> YOUR OBJECTIVE
Nothing but the lines from the one with "in red hooded" to the final line should be returned, each exactly as it appears.

> THE INPUT

——————————

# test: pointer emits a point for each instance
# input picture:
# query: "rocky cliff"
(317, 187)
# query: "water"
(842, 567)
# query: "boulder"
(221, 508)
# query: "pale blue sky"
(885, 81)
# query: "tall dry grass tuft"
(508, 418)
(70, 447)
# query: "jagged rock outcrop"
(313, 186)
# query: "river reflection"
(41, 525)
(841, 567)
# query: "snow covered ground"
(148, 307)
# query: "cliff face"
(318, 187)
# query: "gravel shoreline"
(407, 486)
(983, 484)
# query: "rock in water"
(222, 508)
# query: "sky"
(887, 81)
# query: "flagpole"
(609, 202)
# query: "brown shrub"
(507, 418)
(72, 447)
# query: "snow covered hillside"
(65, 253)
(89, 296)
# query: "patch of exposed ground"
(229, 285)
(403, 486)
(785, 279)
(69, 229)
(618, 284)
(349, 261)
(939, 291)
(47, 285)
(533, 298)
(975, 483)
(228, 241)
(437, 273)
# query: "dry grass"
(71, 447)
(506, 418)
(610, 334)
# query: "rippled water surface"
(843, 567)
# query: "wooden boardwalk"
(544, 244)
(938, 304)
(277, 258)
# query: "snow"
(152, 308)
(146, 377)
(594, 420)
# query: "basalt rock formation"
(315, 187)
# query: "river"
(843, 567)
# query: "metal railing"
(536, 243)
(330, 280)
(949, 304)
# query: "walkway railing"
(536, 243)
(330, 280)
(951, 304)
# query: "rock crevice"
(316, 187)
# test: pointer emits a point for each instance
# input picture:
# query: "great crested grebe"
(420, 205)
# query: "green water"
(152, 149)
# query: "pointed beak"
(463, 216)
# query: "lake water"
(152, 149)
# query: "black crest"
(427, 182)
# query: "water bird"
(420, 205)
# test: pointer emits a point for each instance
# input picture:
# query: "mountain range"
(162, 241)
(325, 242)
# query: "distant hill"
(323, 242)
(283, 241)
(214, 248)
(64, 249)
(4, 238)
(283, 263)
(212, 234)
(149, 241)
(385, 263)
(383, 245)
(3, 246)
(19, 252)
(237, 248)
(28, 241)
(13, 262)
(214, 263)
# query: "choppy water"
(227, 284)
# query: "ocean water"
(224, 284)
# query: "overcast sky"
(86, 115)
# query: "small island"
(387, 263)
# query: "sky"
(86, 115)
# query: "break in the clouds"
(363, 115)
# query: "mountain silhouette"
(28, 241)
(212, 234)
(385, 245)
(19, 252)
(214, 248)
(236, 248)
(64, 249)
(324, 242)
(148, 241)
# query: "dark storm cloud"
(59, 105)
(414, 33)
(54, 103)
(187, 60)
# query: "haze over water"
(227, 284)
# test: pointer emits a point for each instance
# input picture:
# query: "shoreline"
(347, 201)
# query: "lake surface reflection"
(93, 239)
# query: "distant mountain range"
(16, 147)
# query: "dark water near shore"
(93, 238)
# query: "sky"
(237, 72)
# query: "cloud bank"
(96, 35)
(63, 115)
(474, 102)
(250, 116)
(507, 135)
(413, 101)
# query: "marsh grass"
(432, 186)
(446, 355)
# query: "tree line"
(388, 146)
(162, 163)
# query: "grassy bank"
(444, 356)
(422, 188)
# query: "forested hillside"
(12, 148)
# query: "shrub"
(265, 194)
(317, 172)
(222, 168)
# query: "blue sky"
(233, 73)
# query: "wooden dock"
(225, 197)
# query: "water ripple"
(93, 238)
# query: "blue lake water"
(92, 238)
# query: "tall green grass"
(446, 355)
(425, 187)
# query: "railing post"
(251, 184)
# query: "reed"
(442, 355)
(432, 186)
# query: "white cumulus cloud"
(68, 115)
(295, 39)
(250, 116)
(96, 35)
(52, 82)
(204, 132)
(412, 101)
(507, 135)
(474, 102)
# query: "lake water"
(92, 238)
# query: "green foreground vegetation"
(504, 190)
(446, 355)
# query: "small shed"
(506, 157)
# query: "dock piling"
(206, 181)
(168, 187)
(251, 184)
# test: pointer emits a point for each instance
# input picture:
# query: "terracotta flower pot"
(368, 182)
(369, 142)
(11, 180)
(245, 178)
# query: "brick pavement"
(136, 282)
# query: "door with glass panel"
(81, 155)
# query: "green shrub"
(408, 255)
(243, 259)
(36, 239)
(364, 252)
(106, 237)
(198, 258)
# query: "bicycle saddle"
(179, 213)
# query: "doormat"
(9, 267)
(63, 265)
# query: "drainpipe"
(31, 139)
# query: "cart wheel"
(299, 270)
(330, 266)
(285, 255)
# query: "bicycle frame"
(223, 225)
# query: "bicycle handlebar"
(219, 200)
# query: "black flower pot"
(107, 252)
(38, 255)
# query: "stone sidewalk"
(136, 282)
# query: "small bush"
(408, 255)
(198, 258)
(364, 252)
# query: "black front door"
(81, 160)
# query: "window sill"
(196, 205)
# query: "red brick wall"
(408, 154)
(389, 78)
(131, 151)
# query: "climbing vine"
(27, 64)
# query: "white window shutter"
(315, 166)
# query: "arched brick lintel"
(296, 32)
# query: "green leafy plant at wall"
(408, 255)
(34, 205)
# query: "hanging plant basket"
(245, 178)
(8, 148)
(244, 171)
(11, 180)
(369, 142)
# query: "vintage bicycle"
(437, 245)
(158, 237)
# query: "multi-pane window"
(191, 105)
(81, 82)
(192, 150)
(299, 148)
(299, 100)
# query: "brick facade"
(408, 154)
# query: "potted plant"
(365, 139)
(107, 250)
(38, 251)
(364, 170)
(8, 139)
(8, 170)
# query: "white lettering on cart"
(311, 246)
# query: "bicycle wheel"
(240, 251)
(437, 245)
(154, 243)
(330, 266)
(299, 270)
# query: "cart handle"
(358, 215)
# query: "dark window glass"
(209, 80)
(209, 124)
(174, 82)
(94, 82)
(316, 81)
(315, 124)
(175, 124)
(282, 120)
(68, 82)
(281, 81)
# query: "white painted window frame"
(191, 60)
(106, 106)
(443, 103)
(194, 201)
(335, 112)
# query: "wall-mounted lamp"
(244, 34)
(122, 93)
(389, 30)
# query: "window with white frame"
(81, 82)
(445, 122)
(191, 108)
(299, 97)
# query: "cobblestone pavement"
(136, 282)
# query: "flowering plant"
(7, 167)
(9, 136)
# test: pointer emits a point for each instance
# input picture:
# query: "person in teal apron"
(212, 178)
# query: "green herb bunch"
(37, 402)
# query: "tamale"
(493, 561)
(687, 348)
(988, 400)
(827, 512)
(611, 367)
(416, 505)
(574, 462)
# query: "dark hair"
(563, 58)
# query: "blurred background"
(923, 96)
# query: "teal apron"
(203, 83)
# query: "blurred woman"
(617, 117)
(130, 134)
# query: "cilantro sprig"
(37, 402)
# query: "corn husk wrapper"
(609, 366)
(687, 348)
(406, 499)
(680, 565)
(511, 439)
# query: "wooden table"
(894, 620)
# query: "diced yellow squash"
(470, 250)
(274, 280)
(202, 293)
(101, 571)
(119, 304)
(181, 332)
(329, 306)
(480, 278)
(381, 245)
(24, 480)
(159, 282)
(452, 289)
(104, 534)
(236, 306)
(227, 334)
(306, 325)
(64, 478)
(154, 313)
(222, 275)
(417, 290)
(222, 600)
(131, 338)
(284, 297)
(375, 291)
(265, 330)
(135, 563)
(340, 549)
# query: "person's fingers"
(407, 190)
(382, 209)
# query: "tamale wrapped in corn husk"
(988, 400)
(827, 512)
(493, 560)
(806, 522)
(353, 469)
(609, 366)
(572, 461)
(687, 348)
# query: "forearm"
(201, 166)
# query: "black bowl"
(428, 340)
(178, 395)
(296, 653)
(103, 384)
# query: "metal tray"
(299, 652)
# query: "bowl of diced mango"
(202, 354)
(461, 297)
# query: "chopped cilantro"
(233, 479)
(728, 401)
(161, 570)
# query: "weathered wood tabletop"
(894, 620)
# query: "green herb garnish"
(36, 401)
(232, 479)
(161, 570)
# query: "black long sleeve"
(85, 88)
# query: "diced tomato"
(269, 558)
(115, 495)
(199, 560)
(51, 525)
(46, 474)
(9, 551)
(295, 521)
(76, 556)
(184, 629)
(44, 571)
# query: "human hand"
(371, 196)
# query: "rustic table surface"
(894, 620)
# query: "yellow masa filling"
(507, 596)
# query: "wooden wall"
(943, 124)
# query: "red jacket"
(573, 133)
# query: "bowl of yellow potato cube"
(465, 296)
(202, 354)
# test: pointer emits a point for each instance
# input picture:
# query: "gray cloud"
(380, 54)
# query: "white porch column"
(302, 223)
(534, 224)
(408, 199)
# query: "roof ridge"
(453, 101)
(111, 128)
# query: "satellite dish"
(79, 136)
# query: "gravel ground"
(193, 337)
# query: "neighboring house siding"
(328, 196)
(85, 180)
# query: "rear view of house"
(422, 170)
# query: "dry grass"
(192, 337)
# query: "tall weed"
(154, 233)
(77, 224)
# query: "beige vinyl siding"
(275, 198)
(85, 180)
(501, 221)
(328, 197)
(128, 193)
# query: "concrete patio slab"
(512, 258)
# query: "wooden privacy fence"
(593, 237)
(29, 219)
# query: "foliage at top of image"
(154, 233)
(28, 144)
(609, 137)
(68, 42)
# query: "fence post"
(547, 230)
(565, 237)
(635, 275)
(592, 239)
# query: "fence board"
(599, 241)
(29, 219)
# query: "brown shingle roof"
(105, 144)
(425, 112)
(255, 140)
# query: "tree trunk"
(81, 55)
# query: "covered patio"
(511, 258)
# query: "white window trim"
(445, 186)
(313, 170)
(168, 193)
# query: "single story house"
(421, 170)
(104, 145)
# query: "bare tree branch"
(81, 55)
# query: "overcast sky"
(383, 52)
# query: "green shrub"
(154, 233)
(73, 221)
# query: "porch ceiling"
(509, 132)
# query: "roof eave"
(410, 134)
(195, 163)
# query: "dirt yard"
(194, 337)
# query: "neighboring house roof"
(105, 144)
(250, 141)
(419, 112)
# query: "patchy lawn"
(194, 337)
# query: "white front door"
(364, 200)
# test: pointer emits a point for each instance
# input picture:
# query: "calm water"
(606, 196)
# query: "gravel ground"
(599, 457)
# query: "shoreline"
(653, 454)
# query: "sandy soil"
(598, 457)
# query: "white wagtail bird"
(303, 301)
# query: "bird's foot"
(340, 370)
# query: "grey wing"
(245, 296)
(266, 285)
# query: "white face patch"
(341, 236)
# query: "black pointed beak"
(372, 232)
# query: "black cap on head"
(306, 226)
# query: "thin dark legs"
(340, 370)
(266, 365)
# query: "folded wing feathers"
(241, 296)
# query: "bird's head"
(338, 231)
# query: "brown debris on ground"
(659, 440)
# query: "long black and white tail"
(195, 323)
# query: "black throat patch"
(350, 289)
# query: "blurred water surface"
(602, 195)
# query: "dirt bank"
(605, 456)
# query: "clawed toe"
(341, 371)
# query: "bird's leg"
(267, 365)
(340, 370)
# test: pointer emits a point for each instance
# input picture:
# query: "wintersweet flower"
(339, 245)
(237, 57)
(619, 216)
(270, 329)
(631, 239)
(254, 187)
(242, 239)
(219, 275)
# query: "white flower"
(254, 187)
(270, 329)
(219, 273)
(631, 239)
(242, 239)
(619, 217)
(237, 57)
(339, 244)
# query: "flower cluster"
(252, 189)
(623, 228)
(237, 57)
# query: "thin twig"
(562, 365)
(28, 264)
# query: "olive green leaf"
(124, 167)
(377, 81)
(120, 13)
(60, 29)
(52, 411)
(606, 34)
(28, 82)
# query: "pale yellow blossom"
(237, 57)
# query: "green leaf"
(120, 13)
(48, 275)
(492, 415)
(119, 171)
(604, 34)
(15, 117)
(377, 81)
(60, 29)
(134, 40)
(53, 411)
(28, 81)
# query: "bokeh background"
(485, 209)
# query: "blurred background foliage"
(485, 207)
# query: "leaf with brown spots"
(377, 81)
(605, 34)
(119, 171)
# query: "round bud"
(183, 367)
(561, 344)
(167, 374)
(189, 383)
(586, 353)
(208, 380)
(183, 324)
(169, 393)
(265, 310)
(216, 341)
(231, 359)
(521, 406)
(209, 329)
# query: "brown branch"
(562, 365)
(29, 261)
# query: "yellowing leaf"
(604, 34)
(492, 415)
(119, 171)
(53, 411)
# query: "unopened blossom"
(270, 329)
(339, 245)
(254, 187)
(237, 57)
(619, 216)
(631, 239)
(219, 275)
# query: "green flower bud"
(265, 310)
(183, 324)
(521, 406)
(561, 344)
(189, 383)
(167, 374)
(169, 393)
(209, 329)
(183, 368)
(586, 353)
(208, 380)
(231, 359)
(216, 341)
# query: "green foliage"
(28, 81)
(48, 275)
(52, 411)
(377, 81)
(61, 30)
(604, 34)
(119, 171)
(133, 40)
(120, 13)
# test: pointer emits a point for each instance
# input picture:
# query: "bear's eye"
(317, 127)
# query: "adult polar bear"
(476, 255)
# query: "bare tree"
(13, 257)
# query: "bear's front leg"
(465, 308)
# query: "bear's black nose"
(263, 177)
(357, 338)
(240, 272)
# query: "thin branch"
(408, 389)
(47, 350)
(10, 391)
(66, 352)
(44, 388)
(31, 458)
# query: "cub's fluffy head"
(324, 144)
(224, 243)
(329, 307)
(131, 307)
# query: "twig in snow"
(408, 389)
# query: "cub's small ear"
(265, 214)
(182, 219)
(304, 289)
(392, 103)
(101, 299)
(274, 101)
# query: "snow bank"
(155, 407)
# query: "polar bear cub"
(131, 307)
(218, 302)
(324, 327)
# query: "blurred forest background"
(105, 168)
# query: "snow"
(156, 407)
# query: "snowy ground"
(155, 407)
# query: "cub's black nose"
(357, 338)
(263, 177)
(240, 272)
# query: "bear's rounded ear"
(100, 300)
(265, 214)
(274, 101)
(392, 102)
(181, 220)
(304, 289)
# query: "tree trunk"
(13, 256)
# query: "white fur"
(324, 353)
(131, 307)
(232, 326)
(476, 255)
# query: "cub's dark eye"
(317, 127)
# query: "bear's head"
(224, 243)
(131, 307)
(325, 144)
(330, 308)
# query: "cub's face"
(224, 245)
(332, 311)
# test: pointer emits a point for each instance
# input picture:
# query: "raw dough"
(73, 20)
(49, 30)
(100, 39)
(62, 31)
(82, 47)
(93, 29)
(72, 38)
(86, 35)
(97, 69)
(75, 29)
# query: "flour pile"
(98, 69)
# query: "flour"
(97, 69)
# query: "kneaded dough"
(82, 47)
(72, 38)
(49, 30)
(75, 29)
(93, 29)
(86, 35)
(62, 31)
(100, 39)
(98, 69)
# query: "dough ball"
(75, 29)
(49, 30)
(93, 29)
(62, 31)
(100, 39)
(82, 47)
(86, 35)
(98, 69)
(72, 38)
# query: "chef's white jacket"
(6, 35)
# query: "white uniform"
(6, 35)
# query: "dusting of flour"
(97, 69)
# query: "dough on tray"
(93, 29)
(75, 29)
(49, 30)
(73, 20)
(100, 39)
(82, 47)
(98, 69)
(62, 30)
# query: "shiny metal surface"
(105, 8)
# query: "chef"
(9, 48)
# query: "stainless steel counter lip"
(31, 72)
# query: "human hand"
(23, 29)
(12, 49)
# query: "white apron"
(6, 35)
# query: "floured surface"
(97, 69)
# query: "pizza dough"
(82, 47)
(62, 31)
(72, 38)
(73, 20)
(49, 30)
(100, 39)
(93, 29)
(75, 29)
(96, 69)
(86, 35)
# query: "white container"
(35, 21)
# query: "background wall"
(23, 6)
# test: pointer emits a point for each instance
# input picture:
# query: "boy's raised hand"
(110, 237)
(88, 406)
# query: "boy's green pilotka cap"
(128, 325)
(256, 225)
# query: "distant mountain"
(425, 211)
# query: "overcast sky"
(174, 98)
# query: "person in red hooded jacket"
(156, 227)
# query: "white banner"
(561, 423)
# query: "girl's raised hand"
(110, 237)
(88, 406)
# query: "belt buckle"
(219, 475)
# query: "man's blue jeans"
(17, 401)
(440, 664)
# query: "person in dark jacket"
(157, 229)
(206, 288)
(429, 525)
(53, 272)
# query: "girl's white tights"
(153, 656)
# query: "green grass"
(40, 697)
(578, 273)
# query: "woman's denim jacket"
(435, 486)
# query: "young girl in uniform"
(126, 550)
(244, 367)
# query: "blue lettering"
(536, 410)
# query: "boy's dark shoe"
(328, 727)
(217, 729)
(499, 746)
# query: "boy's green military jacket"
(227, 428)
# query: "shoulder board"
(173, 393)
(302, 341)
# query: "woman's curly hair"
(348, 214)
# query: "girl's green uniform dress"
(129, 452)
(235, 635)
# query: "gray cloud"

——————————

> PROBLEM SOLUTION
# query: "person in red hooded jacket"
(156, 227)
# query: "white banner"
(561, 423)
# query: "girl's raised hand"
(110, 237)
(88, 406)
# query: "belt buckle"
(219, 475)
# query: "man's blue jeans"
(17, 401)
(440, 664)
# query: "person in dark jacket"
(157, 229)
(206, 288)
(429, 525)
(53, 272)
# query: "girl's white tights"
(153, 656)
# query: "green grass"
(40, 697)
(578, 273)
# query: "woman's denim jacket"
(435, 486)
# query: "young girl in uniform"
(126, 550)
(244, 367)
# query: "blue lettering"
(536, 410)
# query: "boy's dark shoe"
(328, 727)
(217, 729)
(499, 746)
# query: "boy's green military jacket"
(227, 428)
# query: "shoulder board"
(173, 393)
(302, 341)
# query: "woman's curly hair"
(348, 214)
# query: "girl's green uniform dress"
(129, 452)
(235, 635)
# query: "gray cloud"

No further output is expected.